--- MATERIAL PROVIDED ---

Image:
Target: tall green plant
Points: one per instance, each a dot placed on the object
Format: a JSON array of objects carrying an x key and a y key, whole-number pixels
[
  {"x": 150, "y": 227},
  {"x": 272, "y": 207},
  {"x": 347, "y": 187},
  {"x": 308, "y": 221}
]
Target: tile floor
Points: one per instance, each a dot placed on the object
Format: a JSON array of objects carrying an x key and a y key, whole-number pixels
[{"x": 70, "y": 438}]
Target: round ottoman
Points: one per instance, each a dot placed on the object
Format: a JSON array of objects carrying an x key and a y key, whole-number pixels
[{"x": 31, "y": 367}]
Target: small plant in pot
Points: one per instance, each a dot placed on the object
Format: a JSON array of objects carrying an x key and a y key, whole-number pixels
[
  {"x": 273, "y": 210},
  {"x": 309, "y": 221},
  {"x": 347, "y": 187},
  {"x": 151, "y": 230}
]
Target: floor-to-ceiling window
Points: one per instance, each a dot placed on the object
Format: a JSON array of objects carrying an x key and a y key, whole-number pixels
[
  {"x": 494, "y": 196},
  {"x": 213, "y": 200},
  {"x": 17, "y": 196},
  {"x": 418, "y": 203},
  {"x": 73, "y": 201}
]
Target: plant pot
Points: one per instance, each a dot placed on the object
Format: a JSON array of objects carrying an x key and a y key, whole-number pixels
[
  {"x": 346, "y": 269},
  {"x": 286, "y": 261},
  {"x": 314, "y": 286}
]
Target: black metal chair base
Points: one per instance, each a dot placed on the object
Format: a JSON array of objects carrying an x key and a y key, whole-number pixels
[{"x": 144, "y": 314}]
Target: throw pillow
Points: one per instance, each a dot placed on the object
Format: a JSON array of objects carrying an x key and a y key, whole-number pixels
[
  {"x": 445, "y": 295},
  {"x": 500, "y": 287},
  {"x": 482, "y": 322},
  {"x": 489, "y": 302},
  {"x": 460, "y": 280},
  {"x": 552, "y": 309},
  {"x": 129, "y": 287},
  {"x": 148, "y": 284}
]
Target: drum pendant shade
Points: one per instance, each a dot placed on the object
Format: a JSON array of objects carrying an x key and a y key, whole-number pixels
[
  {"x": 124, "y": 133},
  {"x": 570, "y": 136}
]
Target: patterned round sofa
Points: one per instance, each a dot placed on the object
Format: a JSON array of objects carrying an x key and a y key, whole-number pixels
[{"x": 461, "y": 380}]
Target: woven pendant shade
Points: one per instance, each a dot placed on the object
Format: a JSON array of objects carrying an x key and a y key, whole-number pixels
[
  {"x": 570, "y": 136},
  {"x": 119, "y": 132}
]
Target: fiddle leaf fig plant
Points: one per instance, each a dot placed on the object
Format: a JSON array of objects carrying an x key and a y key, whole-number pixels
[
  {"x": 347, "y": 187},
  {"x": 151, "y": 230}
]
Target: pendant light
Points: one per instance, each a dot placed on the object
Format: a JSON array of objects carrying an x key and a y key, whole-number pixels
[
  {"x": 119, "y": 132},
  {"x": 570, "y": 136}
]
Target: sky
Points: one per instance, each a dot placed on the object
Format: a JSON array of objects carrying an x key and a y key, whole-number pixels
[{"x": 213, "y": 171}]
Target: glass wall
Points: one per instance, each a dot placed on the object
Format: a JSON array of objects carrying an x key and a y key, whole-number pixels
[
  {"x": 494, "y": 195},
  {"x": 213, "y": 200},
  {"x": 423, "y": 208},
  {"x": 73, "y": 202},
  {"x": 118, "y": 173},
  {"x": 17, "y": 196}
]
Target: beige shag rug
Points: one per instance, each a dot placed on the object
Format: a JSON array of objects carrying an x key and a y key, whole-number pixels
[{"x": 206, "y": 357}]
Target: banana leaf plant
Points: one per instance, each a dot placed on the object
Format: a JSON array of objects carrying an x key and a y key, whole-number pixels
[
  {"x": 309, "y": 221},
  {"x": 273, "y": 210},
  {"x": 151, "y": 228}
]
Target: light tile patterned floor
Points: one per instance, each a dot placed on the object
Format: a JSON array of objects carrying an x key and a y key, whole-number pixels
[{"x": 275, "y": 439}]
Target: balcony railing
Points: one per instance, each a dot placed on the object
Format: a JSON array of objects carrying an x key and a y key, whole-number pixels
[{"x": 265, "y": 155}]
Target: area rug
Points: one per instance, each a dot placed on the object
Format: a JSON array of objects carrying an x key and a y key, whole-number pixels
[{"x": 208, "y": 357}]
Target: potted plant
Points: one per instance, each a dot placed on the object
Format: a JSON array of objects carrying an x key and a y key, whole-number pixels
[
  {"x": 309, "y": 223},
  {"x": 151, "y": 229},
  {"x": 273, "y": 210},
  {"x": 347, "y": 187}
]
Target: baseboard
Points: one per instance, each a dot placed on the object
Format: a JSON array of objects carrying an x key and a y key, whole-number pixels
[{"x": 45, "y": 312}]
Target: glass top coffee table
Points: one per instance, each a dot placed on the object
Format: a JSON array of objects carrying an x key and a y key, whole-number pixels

---

== WHAT THIS TASK INVOLVES ==
What lines above contain the string "plant"? Copy all of them.

== EXERCISE ANSWER ==
Target: tall green plant
Target: small plant in pot
Target: plant pot
Target: fiddle leaf fig plant
Target: banana leaf plant
Target: potted plant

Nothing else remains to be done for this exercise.